The records START

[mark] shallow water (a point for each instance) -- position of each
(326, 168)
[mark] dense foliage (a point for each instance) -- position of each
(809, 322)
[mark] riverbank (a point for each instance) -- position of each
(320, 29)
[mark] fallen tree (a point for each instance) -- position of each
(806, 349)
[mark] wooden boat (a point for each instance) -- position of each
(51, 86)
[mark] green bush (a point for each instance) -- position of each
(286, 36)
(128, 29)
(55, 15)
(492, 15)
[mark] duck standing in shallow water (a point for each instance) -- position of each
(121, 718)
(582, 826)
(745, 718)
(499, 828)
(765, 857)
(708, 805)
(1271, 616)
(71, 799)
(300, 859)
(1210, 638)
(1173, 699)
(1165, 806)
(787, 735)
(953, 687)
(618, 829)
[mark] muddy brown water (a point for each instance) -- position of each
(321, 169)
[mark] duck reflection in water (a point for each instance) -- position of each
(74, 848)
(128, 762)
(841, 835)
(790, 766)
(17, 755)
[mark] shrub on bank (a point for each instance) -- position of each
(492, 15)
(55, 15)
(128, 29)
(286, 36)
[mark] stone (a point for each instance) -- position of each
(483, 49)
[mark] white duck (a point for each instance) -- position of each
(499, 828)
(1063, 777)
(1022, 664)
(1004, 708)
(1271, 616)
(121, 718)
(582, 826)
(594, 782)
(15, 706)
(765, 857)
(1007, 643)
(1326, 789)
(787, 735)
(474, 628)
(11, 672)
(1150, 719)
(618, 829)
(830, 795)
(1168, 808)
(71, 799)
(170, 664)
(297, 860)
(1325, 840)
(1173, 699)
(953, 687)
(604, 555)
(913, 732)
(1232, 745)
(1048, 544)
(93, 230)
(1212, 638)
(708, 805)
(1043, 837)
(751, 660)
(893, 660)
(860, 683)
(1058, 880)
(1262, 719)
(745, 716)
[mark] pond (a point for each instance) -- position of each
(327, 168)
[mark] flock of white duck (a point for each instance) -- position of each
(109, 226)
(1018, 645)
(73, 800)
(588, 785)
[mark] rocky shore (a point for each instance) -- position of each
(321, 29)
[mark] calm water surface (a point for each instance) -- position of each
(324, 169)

The records END
The records START

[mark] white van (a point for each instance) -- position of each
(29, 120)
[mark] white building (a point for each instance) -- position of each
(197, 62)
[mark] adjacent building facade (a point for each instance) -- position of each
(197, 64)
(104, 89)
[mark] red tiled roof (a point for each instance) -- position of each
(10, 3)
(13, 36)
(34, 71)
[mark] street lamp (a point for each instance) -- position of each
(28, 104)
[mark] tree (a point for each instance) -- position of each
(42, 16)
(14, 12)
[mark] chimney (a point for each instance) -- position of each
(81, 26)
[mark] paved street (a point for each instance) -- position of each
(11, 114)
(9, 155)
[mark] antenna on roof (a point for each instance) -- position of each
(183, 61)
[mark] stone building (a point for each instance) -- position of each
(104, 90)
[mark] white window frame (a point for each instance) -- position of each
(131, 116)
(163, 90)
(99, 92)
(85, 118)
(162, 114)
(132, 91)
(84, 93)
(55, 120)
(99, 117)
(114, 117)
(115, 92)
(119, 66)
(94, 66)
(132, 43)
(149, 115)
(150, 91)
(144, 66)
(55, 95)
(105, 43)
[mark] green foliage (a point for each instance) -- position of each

The records END

**What to do:** Starting at the line with "[mark] stone building" and ending at the line with "[mark] green foliage", print each line of the listing above exactly, with no other lines.

**Task result:**
[mark] stone building (a point for each instance) -- position of each
(104, 90)
[mark] white window frame (a point for each instance) -- position of each
(131, 116)
(163, 90)
(99, 92)
(85, 118)
(162, 114)
(132, 91)
(84, 93)
(55, 120)
(99, 117)
(114, 117)
(115, 92)
(119, 66)
(94, 66)
(132, 43)
(149, 115)
(150, 91)
(144, 66)
(55, 95)
(105, 43)
[mark] green foliage (a point for each instance) -- position of each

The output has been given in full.